**Given task**: Transcribe the section of the cable manufacturing passage that starts at "Referring now to" and ends at "in FIG. 2A.", without changing a single character.

**Passage shown**:
These compositions have sufficient semiconducting and flame retardant properties to meet industry standards, are stable at the high temperatures (500°-650° F.; 260°-360° C.) encountered in a high temperature, pressurized dry curing operation and provide a controlled peel strength in the range of about 4 to 24 pounds (1.8-10.9 kg) for 1/2 inch (1.3 cm) wide strips when jacket 5 is peeled from or otherwise removed for insulation layer 3. In addition, when semiconducting EIS layer 5 is removed from insulation layer 3, there will be no visible amounts of semiconducting EIS layer 5 remaining on insulation layer 3. The composition is prepared by mixing the various components together until a homogenous polymer product is obtained.

Referring now to FIG. 2, there is illustrated in a simplified block diagram form, the key operative steps of a process successfully used in the laboratory to manufacture the finished cable 10. The copper conductor 1 is passed to a conventional first extrusion zone 11 wherein an appropriate strand shield polymeric material is introduced by a line 12 and applied by conventional extrusion techniques to conductor 1 to provide an extruded strand shield 2 on conductor 1. The cable configuration as it emerges from the first extrusion zone 11 is illustrated in FIG. 2A.

The conductor 1, now coated with the extruded strand shield, is passed to second extrusion zone 18 wherein an appropriately prepared conventional insulation material as described above and provided through line 14 is first applied as layer 3 over the extruded strand shield 2. Within the same second extrusion zone 18 (or in a following extrusion zone for tandem extrusion), extruded insulation shield material entering via line 16 is applied over the insulation layer 3 and the resultant cable is removed from second extrusion zone 18 and passed to third stage extrusion zone 20. The cable structure as it emerges from second extrusion zone 18 is illustrated in FIG. 2B. If no drain wires are to be embedded in the cable, the assemblage may pass on directly to curing zone 24. Pressure to prevent push back must be maintained in pressure tube 30 as described below.

Preferably, however, the drain wires are to be included in the cable. Therefore, in second extrusion zone 18 only one-half of EIS layer 5 is applied (designated "half-layer 5a"). Thereafter, the cable, now comprising conductor 1, extruded strand shield 2, insulation layer 3 and half-layer 5a of the extruded insulation shield 5 is passed to third extrusion zone 20. Prior to the third extrusion zone 20, drain wires 4 are applied and then in third extrusion zone 20 a second half-layer 5b of extruded insulation shield material entering line 22 is applied to the first half-layer 5a of extruded insulation shield material to provide a finished but uncured cable structure emerging from third extrusion zone 20. Conductor 1, now containing the uncured strand shield 2, the insulation 3 and the extruded insulation shield layer 5 (with embedded drain wires 4), is then passed directly to curing zone 24 which is in direct communication with extrusion zone 20 wherein the cable is subjected to a high temperature pressurized cure, e.g. about 500°-600° F. (260°-340° C.) and 75-200 psig (5.1-13.6 atm g.) in the presence of a dry inert gas atmosphere for a time sufficient to cure the various polymeric layers present on the conductor and to produce a final finished cable structure 10. The cable structure 10 as it emerges from the third extrusion zone 20 and curing zone 24 is illustrated in FIG. 2C.

**Data supplied**:

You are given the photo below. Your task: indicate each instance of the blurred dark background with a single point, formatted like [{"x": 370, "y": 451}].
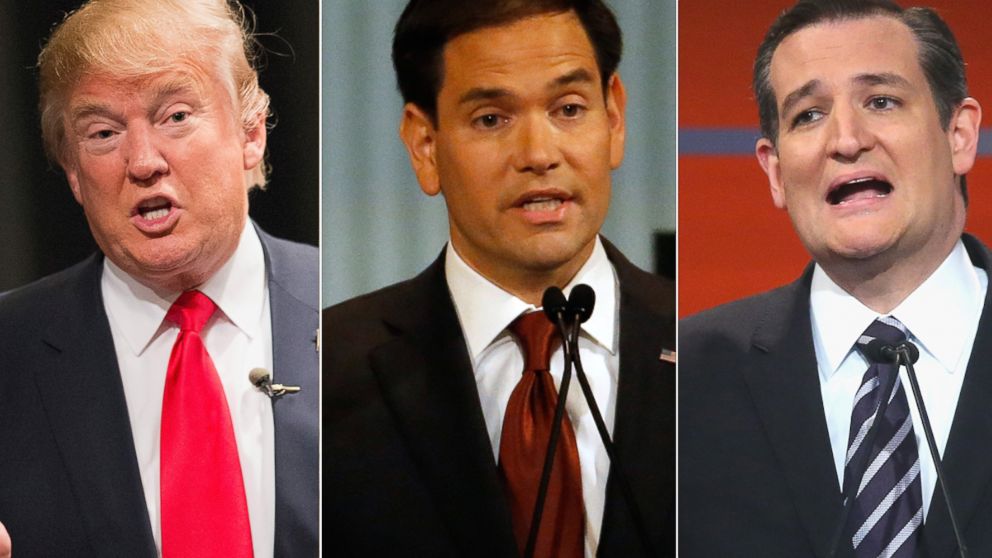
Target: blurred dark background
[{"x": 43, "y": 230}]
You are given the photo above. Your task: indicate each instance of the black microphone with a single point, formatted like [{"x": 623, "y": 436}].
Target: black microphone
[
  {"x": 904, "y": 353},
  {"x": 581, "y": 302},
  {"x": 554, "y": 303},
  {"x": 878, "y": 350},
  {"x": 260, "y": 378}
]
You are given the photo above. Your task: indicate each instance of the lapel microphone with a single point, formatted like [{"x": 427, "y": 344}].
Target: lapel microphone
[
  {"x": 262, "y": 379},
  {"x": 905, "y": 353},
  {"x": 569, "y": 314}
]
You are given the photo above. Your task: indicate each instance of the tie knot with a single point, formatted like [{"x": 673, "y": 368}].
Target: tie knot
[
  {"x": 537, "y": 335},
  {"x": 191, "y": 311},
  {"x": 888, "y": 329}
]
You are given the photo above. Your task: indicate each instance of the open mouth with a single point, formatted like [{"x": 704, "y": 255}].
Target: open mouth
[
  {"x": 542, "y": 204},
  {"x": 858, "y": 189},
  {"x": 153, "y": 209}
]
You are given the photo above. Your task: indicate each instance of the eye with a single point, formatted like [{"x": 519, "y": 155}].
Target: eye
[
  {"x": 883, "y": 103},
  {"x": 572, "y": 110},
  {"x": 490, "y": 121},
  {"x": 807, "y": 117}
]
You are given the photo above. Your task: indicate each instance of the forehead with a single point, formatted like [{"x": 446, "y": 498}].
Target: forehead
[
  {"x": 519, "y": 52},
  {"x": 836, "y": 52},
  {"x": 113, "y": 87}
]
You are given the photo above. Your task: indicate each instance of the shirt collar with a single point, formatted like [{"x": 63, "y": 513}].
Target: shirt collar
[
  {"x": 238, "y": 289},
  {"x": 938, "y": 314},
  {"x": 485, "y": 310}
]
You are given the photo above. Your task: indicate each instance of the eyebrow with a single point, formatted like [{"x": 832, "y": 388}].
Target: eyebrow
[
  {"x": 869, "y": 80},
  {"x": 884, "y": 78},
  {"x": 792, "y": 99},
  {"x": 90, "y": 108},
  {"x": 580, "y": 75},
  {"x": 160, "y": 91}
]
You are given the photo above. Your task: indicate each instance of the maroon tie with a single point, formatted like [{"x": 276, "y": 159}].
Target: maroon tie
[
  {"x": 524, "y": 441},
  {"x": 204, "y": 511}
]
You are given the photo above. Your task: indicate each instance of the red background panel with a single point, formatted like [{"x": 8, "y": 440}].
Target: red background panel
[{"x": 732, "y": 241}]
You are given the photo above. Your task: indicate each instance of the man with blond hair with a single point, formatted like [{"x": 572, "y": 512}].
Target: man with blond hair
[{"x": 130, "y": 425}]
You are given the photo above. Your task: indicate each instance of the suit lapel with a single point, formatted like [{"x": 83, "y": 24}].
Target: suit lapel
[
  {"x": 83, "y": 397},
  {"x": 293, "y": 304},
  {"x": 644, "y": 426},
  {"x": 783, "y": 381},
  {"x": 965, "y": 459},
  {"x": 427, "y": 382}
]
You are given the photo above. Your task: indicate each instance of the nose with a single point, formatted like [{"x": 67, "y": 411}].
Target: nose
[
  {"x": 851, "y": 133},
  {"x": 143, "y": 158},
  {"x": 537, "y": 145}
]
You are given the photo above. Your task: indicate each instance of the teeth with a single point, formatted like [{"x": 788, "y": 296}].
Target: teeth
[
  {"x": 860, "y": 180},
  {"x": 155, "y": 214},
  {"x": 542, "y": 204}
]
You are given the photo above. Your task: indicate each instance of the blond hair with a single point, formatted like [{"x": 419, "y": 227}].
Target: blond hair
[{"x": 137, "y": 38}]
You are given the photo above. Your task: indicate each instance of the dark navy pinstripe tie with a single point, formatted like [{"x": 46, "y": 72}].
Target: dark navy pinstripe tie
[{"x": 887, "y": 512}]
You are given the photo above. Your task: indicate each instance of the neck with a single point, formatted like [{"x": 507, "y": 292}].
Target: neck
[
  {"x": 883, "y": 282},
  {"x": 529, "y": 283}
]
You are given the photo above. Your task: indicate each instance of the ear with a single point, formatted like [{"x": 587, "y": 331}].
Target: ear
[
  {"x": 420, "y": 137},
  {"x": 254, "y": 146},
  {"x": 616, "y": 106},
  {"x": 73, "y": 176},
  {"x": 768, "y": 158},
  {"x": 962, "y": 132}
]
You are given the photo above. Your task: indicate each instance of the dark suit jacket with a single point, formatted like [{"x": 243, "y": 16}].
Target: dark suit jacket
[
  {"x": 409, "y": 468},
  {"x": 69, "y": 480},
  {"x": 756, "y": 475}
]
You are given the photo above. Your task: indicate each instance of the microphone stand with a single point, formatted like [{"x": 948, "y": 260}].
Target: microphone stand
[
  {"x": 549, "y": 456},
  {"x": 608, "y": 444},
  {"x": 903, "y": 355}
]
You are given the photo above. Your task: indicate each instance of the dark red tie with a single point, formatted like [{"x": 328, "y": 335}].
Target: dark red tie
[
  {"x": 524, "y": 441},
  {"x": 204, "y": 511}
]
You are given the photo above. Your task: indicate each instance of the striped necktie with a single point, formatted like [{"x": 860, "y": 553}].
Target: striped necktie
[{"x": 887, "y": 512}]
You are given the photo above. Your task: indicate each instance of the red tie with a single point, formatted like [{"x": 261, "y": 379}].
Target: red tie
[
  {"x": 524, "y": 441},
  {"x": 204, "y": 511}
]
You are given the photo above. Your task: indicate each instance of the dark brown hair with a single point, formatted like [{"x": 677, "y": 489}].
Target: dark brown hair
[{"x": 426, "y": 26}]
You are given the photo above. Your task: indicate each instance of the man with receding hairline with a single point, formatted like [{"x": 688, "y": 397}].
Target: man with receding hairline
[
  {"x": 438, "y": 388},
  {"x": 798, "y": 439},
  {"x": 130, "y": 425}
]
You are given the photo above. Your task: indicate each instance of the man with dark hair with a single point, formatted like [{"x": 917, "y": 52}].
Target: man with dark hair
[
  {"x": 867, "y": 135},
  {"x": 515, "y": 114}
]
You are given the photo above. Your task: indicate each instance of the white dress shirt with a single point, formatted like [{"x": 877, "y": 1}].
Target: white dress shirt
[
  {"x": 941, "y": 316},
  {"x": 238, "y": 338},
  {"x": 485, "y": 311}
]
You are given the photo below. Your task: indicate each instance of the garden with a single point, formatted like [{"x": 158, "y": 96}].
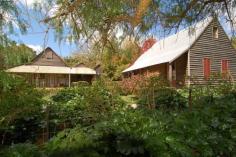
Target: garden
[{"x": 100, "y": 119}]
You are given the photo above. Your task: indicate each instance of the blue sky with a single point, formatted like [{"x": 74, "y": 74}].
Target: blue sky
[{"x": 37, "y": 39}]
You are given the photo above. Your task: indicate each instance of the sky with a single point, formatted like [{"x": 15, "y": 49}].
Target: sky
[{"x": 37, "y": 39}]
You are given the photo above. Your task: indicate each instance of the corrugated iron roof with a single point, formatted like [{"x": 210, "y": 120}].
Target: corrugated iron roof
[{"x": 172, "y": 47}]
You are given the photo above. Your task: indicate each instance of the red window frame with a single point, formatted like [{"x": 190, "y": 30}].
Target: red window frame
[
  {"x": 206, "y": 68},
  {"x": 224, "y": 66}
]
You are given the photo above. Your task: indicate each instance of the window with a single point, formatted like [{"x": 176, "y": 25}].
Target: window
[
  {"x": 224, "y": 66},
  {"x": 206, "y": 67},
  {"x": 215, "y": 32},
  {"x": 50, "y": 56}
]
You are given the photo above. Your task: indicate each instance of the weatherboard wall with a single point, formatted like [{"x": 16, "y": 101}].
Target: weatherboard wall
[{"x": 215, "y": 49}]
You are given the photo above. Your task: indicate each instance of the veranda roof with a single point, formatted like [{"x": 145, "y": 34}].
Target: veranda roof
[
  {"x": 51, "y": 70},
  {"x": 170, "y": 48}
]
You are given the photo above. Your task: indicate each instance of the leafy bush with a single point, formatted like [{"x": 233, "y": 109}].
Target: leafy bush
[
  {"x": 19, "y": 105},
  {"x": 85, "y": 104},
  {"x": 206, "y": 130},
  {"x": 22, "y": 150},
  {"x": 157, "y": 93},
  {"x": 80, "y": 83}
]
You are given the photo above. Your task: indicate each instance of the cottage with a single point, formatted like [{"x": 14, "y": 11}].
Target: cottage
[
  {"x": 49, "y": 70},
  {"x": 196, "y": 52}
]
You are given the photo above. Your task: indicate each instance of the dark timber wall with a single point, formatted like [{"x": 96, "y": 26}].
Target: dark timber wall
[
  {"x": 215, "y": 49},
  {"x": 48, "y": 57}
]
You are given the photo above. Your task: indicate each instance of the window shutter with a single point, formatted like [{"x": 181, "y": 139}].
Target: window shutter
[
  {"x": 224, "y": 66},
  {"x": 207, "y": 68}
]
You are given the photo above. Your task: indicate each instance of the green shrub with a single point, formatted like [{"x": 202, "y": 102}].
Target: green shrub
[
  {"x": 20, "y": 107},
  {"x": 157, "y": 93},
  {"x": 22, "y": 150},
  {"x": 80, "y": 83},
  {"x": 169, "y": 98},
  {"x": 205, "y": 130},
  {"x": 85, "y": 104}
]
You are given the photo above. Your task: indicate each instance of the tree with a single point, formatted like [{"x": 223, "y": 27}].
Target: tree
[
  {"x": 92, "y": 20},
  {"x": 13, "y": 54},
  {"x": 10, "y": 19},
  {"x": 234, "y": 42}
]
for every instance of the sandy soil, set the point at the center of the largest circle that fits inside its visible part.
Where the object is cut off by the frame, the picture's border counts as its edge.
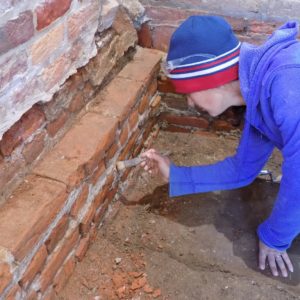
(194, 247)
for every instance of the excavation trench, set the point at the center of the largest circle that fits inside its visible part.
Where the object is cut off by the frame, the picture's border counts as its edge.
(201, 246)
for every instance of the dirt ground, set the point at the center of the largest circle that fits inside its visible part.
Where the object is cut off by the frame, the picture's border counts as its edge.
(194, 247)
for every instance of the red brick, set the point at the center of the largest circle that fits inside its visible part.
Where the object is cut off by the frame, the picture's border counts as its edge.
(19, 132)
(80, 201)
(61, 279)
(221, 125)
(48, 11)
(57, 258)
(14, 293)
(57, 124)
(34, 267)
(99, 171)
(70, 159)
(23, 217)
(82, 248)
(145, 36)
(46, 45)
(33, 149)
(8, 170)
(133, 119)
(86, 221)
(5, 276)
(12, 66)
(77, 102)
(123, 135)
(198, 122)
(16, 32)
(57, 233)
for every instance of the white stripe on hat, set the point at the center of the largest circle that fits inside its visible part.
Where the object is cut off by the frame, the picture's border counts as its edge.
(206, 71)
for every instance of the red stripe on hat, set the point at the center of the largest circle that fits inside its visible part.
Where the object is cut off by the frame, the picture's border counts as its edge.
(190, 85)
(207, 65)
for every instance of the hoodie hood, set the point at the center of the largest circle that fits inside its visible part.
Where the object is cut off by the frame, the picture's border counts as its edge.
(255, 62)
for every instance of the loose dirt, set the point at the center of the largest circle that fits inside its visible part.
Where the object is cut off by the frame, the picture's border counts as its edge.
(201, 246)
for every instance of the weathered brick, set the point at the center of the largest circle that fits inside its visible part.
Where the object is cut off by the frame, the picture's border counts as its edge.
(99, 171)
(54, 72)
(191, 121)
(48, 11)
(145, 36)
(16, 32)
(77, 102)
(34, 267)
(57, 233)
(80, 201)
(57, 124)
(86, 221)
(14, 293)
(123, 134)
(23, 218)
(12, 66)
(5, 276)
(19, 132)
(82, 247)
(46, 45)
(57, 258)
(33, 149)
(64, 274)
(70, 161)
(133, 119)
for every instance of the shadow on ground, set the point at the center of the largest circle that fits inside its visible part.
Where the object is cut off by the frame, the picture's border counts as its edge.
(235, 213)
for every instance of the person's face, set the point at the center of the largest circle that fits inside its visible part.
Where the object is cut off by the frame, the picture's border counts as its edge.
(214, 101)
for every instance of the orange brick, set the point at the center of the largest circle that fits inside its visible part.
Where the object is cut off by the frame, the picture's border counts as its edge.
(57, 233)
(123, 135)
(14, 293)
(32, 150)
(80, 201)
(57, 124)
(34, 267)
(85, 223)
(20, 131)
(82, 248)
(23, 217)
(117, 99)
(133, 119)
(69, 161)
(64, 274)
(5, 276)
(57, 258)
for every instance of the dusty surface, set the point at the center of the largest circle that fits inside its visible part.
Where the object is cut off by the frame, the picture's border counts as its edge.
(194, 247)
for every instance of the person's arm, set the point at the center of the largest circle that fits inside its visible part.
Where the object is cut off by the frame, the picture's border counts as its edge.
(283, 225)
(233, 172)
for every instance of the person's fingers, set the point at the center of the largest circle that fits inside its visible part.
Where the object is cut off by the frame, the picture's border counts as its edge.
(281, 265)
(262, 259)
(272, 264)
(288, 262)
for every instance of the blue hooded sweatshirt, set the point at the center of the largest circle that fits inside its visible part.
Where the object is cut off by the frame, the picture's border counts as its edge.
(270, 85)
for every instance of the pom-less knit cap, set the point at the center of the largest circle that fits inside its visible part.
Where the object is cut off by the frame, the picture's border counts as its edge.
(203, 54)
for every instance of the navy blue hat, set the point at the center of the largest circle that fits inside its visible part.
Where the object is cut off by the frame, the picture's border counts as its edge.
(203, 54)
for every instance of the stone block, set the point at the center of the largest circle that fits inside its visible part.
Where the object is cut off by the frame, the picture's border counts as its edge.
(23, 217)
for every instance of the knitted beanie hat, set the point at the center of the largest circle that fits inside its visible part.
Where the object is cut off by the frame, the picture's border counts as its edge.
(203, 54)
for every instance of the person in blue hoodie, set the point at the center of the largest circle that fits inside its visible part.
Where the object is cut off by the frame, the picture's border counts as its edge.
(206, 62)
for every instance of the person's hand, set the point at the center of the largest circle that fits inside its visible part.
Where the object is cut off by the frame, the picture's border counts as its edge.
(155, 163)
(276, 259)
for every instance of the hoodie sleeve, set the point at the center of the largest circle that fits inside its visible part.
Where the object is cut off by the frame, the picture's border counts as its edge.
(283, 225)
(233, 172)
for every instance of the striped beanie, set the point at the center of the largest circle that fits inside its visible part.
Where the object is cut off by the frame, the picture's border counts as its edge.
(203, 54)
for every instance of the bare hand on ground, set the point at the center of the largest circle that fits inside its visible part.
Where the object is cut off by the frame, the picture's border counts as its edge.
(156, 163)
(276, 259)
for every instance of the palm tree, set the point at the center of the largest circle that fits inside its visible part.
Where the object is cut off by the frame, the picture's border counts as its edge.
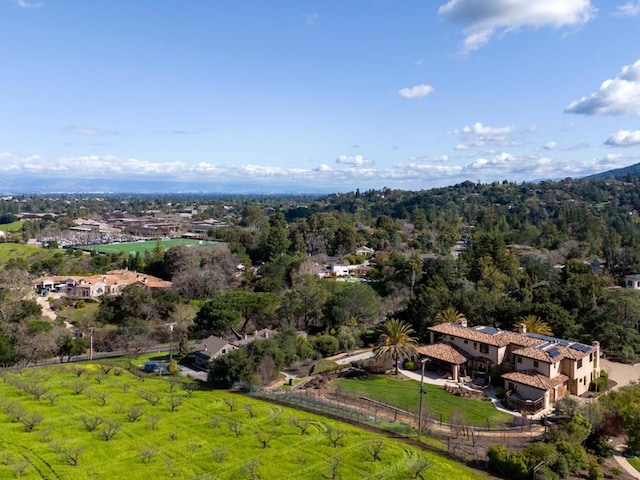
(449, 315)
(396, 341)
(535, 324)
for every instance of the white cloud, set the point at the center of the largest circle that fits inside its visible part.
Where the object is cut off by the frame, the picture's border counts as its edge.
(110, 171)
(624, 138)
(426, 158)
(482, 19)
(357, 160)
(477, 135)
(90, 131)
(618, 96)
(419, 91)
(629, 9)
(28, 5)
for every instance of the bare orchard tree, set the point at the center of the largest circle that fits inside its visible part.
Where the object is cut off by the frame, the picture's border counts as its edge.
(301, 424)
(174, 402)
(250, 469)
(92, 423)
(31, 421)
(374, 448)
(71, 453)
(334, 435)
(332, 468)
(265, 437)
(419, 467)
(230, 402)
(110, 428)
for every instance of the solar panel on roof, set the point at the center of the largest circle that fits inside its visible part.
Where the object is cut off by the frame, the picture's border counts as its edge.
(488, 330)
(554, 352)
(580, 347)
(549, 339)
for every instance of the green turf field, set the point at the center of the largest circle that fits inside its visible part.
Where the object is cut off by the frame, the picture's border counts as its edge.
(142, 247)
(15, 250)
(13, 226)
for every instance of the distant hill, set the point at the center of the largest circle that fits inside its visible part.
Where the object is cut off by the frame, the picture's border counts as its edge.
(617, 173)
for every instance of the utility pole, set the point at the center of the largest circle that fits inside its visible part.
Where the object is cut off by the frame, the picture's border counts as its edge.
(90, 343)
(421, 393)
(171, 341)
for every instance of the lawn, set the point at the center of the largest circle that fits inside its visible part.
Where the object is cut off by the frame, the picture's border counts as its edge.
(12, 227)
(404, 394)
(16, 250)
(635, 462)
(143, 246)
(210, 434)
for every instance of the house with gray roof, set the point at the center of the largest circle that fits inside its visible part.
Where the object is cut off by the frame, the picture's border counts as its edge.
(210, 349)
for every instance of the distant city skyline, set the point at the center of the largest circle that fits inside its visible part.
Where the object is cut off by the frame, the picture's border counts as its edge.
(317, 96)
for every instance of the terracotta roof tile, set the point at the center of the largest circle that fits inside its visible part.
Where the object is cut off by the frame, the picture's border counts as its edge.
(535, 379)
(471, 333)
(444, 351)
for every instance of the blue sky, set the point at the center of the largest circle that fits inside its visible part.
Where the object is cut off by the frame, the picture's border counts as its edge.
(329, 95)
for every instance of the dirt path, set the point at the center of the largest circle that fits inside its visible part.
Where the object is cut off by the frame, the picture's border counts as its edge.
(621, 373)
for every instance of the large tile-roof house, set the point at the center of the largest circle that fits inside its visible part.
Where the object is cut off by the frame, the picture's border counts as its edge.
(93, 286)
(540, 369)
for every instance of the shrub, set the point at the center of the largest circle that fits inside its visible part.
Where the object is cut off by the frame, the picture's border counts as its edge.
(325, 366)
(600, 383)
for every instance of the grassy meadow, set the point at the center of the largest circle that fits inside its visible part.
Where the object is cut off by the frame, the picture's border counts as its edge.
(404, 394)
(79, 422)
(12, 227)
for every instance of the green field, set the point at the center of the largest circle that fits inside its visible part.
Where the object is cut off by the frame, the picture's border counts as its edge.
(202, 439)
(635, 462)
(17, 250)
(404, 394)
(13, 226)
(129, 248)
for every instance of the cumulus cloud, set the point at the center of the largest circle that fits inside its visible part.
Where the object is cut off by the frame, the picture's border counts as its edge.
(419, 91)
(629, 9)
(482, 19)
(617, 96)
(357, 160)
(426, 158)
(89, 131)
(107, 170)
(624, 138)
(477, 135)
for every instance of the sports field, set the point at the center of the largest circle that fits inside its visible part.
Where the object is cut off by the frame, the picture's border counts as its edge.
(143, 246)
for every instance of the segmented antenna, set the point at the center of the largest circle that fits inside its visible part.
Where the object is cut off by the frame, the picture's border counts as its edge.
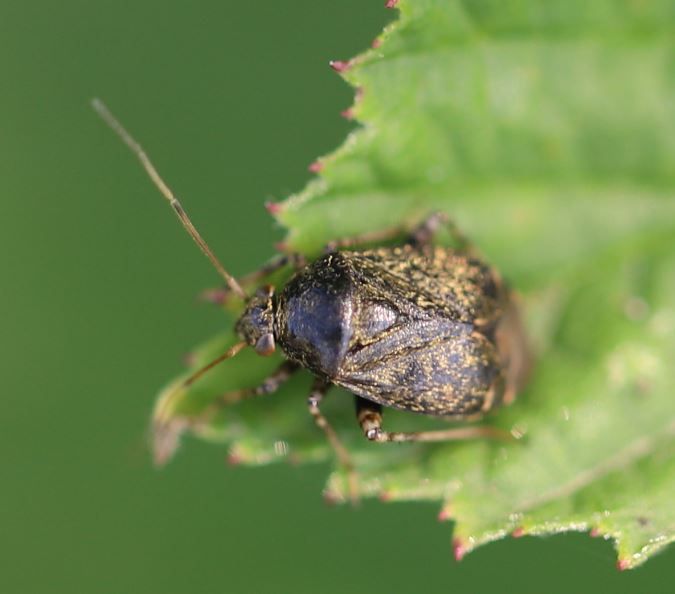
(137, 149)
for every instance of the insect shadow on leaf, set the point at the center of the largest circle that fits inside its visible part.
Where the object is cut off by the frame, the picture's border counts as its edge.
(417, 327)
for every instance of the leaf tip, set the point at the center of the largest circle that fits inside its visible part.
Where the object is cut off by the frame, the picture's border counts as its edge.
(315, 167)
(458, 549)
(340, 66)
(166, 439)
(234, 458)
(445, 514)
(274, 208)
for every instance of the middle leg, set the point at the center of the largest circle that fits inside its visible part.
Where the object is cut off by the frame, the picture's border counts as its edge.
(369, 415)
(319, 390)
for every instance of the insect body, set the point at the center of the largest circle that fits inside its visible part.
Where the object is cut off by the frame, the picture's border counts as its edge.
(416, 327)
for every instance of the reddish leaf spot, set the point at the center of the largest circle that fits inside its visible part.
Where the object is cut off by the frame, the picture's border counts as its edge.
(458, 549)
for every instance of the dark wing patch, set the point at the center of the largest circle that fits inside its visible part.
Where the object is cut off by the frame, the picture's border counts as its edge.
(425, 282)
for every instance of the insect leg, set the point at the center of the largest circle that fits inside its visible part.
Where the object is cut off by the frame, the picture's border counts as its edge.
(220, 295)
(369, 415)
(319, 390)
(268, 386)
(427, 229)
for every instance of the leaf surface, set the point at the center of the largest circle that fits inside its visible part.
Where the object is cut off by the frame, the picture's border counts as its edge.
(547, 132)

**Result of this exercise**:
Referring now to FIG. 2, there is illustrated in a simplified block diagram form, the key operative steps of a process successfully used in the laboratory to manufacture the finished cable 10. The copper conductor 1 is passed to a conventional first extrusion zone 11 wherein an appropriate strand shield polymeric material is introduced by a line 12 and applied by conventional extrusion techniques to conductor 1 to provide an extruded strand shield 2 on conductor 1. The cable configuration as it emerges from the first extrusion zone 11 is illustrated in FIG. 2A.